**How to complete this task:**
Lines before the one containing "Query: white curved paper edge" are excluded; reproduce that line and all lines after it in the entries below, exactly.

Data for processing START

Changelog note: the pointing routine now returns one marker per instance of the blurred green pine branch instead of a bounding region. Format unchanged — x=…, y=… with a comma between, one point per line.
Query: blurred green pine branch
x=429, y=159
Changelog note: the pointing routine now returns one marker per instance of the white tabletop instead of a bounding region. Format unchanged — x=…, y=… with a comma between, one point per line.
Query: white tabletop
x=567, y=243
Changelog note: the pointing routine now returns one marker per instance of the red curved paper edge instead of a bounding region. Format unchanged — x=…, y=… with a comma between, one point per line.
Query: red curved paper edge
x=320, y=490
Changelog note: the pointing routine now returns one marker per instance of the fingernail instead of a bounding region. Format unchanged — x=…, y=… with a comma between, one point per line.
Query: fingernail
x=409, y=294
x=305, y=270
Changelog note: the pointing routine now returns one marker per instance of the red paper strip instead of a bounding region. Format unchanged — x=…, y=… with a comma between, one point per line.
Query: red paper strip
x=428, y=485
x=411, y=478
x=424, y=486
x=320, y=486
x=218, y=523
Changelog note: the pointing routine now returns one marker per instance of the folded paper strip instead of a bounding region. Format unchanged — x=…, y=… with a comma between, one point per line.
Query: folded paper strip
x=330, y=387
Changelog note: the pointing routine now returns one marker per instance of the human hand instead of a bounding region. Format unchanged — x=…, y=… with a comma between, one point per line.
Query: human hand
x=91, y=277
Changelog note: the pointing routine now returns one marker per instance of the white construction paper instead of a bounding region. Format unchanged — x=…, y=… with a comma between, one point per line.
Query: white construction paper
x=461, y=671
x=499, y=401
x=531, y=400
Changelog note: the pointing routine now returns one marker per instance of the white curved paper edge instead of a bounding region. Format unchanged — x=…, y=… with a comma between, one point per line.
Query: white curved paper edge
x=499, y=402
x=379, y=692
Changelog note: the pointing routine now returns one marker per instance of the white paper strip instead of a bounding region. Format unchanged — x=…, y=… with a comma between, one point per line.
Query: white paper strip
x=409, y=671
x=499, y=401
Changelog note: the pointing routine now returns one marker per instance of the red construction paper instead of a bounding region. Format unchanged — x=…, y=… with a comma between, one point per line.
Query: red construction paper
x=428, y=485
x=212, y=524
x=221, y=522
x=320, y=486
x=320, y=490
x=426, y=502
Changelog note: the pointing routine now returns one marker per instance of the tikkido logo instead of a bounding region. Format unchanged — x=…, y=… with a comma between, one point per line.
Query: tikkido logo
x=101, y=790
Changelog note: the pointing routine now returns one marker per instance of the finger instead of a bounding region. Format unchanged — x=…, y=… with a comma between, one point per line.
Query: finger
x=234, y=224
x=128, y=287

Data for processing END

**Answer to this task:**
Query: white curved paper edge
x=499, y=402
x=379, y=692
Changelog note: the pointing routine now returns one marker per instance of the white paper strip instead of a bounding region. Format unchanged — x=…, y=… with a comma between, one point per line.
Query: white paper strip
x=409, y=671
x=499, y=401
Changelog note: the pointing routine now returns one marker per instance of the red construction paper instead of a bounding region. Format unchanged — x=…, y=… with a comma between, one point per line.
Query: red construction paper
x=428, y=485
x=212, y=524
x=221, y=522
x=320, y=486
x=320, y=490
x=426, y=502
Changelog note: the pointing routine now returns one marker per instance of the tikkido logo instead of a bounding region. Format unchanged — x=…, y=… with a comma between, one point per line.
Query: tikkido logo
x=101, y=790
Changelog note: the pointing routine now returns one marker per instance of the finger instead of a bounding region. Format unchanged — x=…, y=… with a comma between, one point per line.
Query: finger
x=234, y=224
x=128, y=287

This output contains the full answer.